▶ **WORK TO COMPLETE**
Which lines in the records below contain the string "outline"? Pick out each of them and copy it in full, treating uppercase and lowercase as different.

----------------

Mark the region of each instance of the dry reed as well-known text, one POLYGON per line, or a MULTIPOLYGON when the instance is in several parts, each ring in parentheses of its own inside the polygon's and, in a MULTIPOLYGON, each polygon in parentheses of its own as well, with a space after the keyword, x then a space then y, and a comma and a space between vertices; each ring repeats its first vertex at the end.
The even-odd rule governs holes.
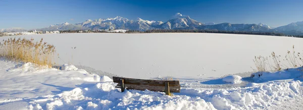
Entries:
POLYGON ((32 63, 38 66, 52 67, 55 47, 43 41, 35 42, 34 39, 12 38, 0 42, 0 57, 10 61, 32 63))

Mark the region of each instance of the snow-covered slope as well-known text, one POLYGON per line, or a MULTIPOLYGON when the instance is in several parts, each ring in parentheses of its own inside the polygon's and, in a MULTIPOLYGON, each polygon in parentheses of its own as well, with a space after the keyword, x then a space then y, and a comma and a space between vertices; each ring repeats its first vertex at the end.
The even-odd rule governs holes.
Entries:
POLYGON ((0 109, 271 109, 281 108, 278 103, 285 101, 294 105, 289 108, 302 107, 292 101, 302 99, 299 80, 215 89, 182 87, 170 96, 148 90, 121 92, 107 76, 82 69, 42 69, 3 60, 0 66, 0 109))
POLYGON ((177 13, 169 21, 148 21, 138 18, 136 20, 128 20, 127 18, 117 16, 114 18, 87 20, 75 25, 68 23, 63 23, 51 25, 48 28, 38 30, 67 30, 73 29, 126 29, 145 31, 155 29, 174 29, 184 28, 188 27, 196 27, 203 25, 189 18, 177 13))
POLYGON ((182 15, 177 13, 170 20, 164 23, 161 27, 166 29, 175 29, 189 27, 197 27, 203 25, 203 23, 191 19, 188 16, 182 15))
POLYGON ((267 31, 270 28, 257 24, 232 24, 229 23, 224 23, 212 25, 205 25, 197 27, 199 29, 217 30, 222 31, 267 31))
POLYGON ((264 24, 263 23, 260 23, 259 24, 258 24, 257 25, 261 26, 263 26, 264 27, 266 27, 266 28, 268 28, 271 29, 271 28, 270 26, 268 26, 267 25, 264 24))
POLYGON ((21 28, 13 28, 0 29, 0 32, 21 32, 26 31, 26 30, 21 28))
POLYGON ((303 21, 291 23, 287 25, 275 28, 280 32, 296 31, 303 32, 303 21))
MULTIPOLYGON (((252 71, 250 67, 255 67, 252 60, 256 56, 268 56, 274 51, 285 56, 293 45, 296 51, 303 50, 301 38, 255 35, 107 33, 19 37, 32 37, 37 41, 43 38, 56 45, 64 60, 58 59, 57 64, 70 62, 137 78, 204 74, 200 76, 203 79, 218 77, 252 71)), ((8 37, 0 37, 0 41, 8 37)))

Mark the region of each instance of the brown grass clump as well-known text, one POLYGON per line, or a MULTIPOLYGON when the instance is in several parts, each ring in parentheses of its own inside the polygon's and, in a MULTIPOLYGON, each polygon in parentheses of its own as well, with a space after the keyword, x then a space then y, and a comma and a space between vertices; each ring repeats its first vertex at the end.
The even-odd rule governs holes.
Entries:
POLYGON ((55 47, 34 39, 9 38, 0 42, 0 57, 16 62, 33 63, 38 66, 52 67, 55 47))
MULTIPOLYGON (((270 58, 262 56, 255 57, 254 62, 257 69, 252 69, 255 72, 278 71, 284 69, 302 68, 303 66, 303 54, 300 52, 295 52, 294 51, 294 45, 292 45, 292 51, 287 50, 285 59, 283 60, 286 63, 286 65, 282 65, 280 61, 281 56, 277 56, 274 52, 272 52, 270 58)), ((297 69, 301 72, 301 77, 303 77, 303 69, 297 69)))
POLYGON ((255 60, 253 60, 254 62, 255 63, 255 65, 257 68, 257 69, 254 69, 254 71, 256 72, 267 72, 268 69, 266 68, 266 66, 267 65, 266 64, 266 62, 268 61, 268 59, 267 58, 265 58, 264 57, 259 56, 256 57, 255 56, 255 60))

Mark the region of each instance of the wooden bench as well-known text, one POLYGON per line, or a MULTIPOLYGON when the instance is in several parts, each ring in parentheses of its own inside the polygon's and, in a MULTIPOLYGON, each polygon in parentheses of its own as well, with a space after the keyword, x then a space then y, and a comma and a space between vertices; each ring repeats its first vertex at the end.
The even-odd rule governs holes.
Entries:
POLYGON ((114 82, 118 83, 116 88, 121 88, 121 92, 125 89, 157 92, 165 92, 166 95, 171 95, 171 92, 180 92, 179 81, 156 80, 137 79, 113 77, 114 82))

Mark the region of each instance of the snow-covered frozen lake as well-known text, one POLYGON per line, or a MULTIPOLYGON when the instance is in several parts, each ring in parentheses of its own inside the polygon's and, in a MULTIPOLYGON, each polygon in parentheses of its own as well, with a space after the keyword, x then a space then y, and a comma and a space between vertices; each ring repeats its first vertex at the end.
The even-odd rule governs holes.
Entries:
MULTIPOLYGON (((70 62, 136 78, 219 77, 252 71, 255 56, 303 50, 303 39, 215 33, 70 33, 23 35, 55 45, 70 62), (72 49, 72 47, 76 47, 72 49)), ((4 38, 1 37, 2 40, 4 38)))

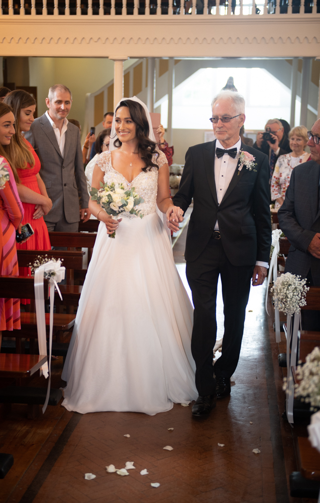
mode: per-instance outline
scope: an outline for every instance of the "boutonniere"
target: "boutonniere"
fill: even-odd
[[[257,165],[257,163],[255,162],[255,157],[252,155],[251,154],[249,154],[249,152],[241,150],[239,155],[240,164],[238,169],[238,176],[244,166],[245,166],[249,171],[257,171],[256,170],[255,170],[255,167]]]

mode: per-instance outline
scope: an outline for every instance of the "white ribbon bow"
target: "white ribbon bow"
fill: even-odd
[[[35,297],[39,355],[47,354],[47,334],[46,331],[46,316],[44,308],[43,278],[44,277],[48,277],[49,275],[52,274],[52,273],[54,273],[54,275],[48,277],[50,301],[49,365],[48,362],[46,362],[40,368],[40,375],[43,373],[46,379],[47,379],[49,375],[47,396],[44,405],[42,407],[42,412],[44,414],[46,411],[49,401],[50,384],[51,382],[51,351],[52,349],[52,332],[53,330],[54,288],[55,286],[62,300],[62,297],[59,289],[59,287],[58,286],[58,283],[64,279],[65,268],[61,267],[61,263],[60,260],[57,261],[56,262],[53,260],[50,260],[49,262],[46,262],[45,264],[37,268],[35,271]]]
[[[280,230],[280,229],[276,229],[275,230],[272,231],[272,240],[271,242],[271,246],[274,246],[273,252],[272,252],[272,256],[271,257],[271,260],[270,264],[270,268],[269,269],[269,274],[268,275],[268,283],[267,284],[267,292],[266,293],[266,311],[269,316],[269,312],[268,311],[267,307],[267,302],[268,302],[268,287],[271,279],[271,274],[272,272],[273,272],[273,284],[275,283],[277,281],[277,278],[278,277],[278,254],[279,253],[280,250],[280,243],[279,242],[279,239],[280,239],[280,236],[282,233],[282,231]],[[276,328],[276,342],[279,343],[281,341],[281,336],[280,334],[280,316],[279,315],[279,310],[275,308],[274,310],[274,318],[275,321],[275,328]]]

----------------

▶ **TASK SOLUTION**
mode: per-instance outline
scope: an outline for every instance of the "boutonniere"
mode: per-instance outline
scope: an outline for every instance of the "white ribbon bow"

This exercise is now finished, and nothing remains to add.